Consigne →
Poursuivez la critique du film Frissons d'horreur à partir de sa dernière phrase.

Extrait du document →
Rome, années 1970 – La capitale italienne subit un été caniculaire et une vague de suicides inexplicable. Ce climat anxiogène a des effets néfastes sur Simona Sanna, jeune légiste à la morgue. Surmenée, elle commence à être victime d’hallucinations. Dans le même temps, ses rapports avec son petit ami Edgardo Fiorini, photographe, se dégradent. C’est alors qu’elle rencontre Paul Lenox, un prêtre persuadé que sa soeur ne s’est pas suicidée comme on le lui affirme. Simona accepte de l’aider dans ses investigations…

Le film

[4/5]

Sorti dans les salles françaises en 1979, Frissons d’horreur a surtout été popularisé dans l’hexagone par sa sortie au format DVD en 2008. Exploité en vidéo sous le titre qu’il portait en salles, le film d’Armando Crispino se nommait en réalité Macchie Solari (soit « Taches solaires »), ce qui est un titre plus poétique, en plus d’être en rapport direct avec son intrigue. L’histoire se déroule dans les années 70, en plein été, sous le cagnard rital – la mise en scène nous fera rapidement comprendre que la chaleur trouble les esprits, provoquant une véritable flambée de violence et de suicides à Rome. Une aubaine pour Simona, la jeune étudiante en médecine interprétée par Mimsy Farmer (La Traque, Le Parfum de la dame en noir), qui rédige justement une thèse destinée à mettre en évidence les différences entre les vrais suicides et les meurtres déguisés.

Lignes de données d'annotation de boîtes
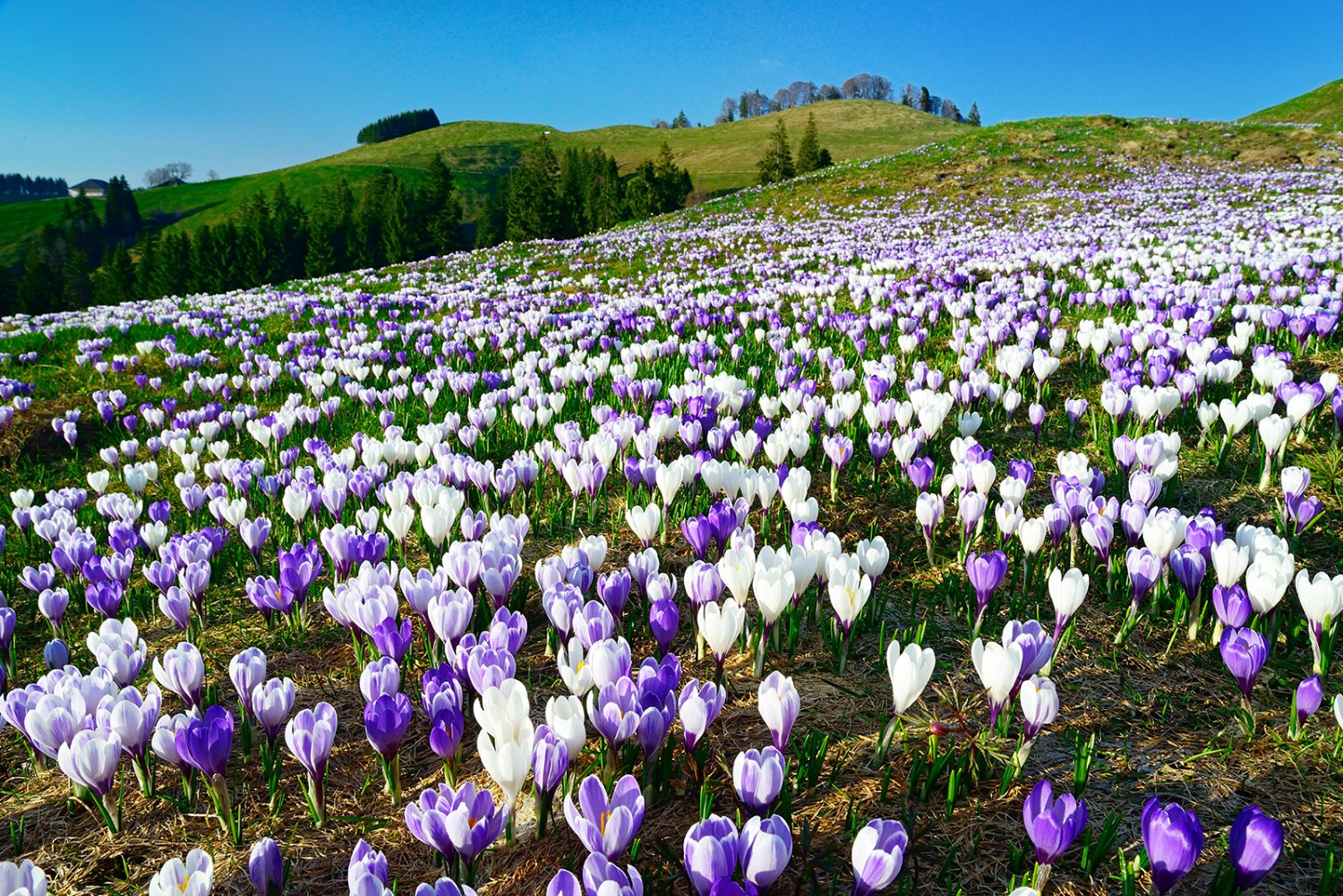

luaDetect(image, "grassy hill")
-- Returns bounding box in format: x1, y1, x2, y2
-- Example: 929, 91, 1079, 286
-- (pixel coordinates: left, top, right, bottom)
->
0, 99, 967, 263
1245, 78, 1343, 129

--

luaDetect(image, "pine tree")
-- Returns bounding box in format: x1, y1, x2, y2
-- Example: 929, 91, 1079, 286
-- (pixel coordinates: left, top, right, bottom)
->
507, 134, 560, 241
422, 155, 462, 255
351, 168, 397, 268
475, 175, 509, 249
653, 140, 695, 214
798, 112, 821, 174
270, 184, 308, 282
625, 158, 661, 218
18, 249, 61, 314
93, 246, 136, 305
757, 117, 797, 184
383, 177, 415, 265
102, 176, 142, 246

Résultat →
Le spectateur sera rapidement amené à rencontrer l’héroïne du film, qui s’avère un des éléments-clés d’une séquence d’ouverture mémorable, conçue par Armando Crispino pour capter l’attention du public dès le départ. Brillant, le premier quart d’heure de Frissons d’horreur offrira au spectateur son lot d’images étranges et d’événements macabres. L’horreur bat son plein dès la fin du générique, enchaînant les suicides et les actes vicieux pour terminer au cœur d’une morgue, où l’on suivra les gestes professionnels de plusieurs médecins légistes, et leur façon détachée de faire face à la mort. Parmi ces médecins, on trouvera donc Simona, épuisée, au bord de l’effondrement après avoir travaillé sans relâche pendant de longues heures : elle sera renvoyée chez elle après avoir été victime d’une hallucination effrayante à base de cadavres se relevant afin de forniquer entre eux.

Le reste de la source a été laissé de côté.